Given instruction –
Answer these questions from the guide-dog taxi article below, with one line for each answer.
1. How much was the cabbie fined in Provincial Traffic Court?
2. What is the name and age of Richard Marion's guide dog?
3. Which cab company was Gurpal Singh Dhillon with?

Text excerpt –

☆ ☆ ☆ ☆ ☆

Editor's Note: Editors Note: Despite protective legislation, the NFB:AE continues to receive numerous stories of dog-guide owners being refused access, especially in taxis. Congratulations to Richard Marion, the NFB:AE's 2nd Vice-President for winning this precedent-setting case in Calgary. The following article is reprinted from the Calgary Sun, March 15, 2000.

For the first time in city history, a cabbie has been fined for refusing to serve a blind person with a guide dog.

In what's being called a precedent-setting case, a cabbie who ordered three visually impaired men and a guide dog out of his cab in downtown Calgary last fall was fined $400 in Provincial Traffic Court yesterday.

It may not have been as high a fine as I would have wanted, but its a good start. It sends a message, said Richard Marion, of Coquitlam, BC with guide dog Gina, 7, at his side.

This is an acknowledgement by the court for (taxi) drivers to accept their social responsibility.

The court heard in the early morning hours of Oct. 3, Marion, his dog and two visually impaired friends had been refused by two other cabs when Gurpal Singh Dhillon, with the Advance Cab Co. arrived at 9 Ave. and Centre St. S.E.

After the men got in his cab, Dhillon said he saw the dog and ordered them out, adding he offered to get them another taxi.

☆ ☆ ☆ ☆ ☆

Stored data –
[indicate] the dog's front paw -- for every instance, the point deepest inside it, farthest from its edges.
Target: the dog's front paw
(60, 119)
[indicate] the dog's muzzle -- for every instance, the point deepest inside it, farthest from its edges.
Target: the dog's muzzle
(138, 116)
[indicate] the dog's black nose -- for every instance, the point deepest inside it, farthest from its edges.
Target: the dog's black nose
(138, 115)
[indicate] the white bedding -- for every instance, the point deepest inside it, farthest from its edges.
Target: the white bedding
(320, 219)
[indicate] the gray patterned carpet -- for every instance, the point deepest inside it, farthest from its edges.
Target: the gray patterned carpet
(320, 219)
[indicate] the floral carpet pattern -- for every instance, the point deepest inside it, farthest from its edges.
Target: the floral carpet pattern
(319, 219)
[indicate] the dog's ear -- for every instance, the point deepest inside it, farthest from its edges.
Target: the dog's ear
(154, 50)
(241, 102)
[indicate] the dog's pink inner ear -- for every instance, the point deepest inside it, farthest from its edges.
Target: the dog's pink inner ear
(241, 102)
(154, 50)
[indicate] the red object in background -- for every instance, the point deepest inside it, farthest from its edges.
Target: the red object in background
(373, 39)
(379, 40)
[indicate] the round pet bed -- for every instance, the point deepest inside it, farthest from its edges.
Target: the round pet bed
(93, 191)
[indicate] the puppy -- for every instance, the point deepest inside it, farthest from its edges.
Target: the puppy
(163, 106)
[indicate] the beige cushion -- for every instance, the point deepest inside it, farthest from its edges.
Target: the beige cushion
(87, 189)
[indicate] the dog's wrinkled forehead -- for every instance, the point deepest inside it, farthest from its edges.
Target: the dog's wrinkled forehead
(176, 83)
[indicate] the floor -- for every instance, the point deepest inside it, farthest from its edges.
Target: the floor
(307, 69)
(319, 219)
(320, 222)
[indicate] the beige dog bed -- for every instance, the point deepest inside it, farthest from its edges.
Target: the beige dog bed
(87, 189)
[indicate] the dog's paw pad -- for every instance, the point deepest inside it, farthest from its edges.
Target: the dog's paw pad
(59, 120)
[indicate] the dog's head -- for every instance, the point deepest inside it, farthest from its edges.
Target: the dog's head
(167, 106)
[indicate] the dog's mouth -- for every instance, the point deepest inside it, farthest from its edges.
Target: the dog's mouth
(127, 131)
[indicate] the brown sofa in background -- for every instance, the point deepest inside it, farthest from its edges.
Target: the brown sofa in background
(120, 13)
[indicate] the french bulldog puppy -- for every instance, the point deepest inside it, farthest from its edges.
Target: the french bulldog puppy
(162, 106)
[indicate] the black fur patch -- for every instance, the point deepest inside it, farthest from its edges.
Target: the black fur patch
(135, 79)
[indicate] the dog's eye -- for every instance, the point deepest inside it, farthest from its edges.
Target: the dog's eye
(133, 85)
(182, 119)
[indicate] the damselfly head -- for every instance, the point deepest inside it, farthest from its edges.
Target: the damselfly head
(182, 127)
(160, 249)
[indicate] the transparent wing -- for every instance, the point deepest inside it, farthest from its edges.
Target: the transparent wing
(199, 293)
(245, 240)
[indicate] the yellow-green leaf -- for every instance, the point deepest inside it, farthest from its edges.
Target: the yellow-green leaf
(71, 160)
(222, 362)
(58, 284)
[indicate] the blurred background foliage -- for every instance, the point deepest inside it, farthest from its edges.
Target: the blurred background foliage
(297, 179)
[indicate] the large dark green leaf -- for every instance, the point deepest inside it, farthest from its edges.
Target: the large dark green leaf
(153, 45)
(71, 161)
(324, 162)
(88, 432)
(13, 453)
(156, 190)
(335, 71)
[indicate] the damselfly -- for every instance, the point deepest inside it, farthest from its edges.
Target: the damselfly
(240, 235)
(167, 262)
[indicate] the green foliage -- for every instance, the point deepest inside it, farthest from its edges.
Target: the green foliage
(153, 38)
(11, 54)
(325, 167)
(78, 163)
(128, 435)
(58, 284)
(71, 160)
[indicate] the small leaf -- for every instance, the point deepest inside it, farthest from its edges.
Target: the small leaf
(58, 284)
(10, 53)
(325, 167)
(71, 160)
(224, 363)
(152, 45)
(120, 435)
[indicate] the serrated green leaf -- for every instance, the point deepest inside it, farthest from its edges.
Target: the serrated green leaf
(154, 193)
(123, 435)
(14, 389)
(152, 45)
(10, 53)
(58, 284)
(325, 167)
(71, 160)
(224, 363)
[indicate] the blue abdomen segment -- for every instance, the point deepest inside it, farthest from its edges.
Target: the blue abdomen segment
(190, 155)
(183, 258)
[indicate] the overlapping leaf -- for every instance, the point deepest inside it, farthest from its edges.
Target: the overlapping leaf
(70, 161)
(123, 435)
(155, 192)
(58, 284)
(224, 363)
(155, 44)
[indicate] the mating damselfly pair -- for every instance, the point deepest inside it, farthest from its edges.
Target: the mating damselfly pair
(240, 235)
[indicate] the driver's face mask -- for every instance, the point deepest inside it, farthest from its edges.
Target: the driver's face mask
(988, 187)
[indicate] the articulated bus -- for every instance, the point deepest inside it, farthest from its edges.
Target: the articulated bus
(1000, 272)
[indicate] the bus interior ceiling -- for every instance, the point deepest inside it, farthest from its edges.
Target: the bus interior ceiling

☆ ☆ ☆ ☆ ☆

Task response –
1. $400
2. Gina, 7
3. The Advance Cab Co.